(Pointing records for named objects)
= = = = = = =

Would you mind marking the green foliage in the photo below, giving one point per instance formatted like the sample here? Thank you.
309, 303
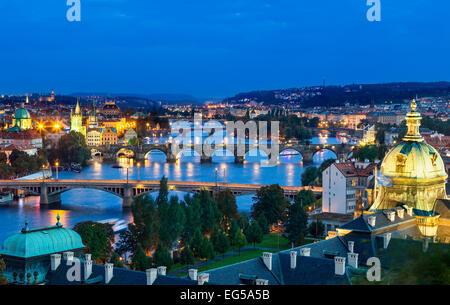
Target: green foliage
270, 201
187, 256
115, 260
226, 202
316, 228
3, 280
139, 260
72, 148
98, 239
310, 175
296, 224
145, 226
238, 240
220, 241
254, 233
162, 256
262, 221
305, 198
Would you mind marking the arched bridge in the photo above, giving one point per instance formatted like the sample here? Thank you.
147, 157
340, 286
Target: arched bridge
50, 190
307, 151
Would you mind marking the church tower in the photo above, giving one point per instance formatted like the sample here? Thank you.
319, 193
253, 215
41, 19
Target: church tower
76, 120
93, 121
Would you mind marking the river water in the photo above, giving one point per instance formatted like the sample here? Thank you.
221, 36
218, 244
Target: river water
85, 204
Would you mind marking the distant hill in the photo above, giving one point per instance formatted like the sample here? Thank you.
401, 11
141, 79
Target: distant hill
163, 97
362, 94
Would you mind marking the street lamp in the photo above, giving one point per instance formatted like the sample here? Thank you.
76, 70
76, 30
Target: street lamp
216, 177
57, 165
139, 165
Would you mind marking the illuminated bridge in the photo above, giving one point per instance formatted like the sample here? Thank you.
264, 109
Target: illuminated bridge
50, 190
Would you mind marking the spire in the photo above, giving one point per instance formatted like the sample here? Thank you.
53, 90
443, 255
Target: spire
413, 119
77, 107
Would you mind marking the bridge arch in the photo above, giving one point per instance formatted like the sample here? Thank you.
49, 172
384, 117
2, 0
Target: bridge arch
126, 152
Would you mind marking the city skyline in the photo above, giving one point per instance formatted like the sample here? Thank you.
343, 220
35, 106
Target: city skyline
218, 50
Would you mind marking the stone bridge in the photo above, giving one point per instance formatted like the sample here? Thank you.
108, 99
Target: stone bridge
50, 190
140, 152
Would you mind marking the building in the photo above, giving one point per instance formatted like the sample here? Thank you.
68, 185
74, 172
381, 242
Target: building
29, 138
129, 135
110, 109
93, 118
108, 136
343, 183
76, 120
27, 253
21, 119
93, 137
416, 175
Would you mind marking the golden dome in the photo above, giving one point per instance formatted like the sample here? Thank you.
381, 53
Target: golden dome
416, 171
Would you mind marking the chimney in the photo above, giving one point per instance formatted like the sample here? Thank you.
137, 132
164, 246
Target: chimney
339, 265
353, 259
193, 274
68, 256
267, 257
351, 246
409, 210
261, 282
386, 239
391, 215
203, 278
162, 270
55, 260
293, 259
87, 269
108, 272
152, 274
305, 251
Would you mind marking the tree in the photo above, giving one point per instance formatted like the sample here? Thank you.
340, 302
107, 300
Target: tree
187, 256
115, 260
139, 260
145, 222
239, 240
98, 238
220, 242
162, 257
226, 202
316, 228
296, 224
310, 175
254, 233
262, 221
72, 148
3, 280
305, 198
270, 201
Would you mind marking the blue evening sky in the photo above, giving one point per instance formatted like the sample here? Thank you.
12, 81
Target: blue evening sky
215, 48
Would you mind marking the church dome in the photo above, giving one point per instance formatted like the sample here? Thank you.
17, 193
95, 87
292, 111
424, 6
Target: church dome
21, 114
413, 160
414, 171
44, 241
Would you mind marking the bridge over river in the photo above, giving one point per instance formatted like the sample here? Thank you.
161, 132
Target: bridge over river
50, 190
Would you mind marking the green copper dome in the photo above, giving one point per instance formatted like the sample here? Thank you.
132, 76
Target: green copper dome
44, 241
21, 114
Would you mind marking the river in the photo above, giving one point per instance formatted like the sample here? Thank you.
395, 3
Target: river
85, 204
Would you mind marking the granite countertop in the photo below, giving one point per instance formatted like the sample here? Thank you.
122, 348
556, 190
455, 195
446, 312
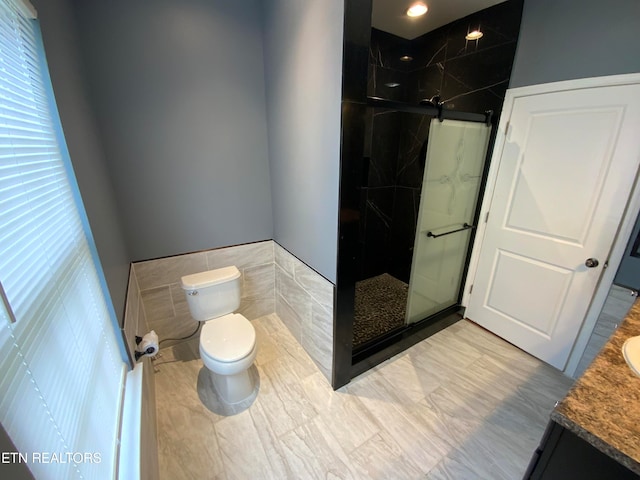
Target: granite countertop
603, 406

= = = = = = =

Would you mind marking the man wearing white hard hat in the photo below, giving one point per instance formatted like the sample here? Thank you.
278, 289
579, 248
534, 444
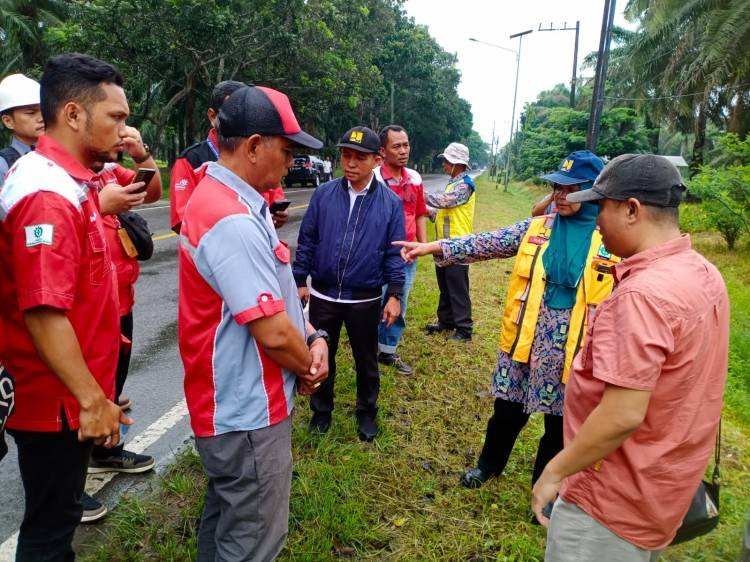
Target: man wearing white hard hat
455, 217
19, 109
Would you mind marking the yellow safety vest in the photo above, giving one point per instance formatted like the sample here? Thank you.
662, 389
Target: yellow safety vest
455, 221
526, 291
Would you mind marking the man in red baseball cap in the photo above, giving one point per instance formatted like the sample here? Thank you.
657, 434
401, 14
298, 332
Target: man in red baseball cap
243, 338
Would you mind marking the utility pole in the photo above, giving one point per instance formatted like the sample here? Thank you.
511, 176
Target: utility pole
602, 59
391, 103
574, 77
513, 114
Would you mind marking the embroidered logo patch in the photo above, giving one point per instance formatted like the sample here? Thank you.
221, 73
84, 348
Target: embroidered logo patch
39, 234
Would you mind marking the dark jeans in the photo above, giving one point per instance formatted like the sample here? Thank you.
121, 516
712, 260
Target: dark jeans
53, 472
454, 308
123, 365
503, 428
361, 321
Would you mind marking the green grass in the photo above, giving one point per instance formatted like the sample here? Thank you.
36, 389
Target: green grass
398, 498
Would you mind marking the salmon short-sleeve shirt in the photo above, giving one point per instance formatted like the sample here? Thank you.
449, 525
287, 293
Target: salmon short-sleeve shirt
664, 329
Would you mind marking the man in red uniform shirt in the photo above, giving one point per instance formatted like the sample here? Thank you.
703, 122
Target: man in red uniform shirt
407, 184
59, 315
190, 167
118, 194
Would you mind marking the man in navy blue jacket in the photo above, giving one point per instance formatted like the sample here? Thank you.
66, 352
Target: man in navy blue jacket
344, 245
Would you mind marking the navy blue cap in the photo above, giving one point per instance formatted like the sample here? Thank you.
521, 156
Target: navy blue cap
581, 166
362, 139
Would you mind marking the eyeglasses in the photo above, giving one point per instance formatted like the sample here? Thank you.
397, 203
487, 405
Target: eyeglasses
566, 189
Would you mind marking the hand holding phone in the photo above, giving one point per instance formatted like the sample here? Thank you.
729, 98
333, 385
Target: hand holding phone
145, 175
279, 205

= = = = = = =

Which lines in the entries above contain the string "lamp", with case counting? Show every one of them.

◆ **ANSWER TO THIS EXERCISE**
Would you mind marking the street lamp in the photo above, giving one point per instance formatted like the sample here? Thank you.
Target: street lamp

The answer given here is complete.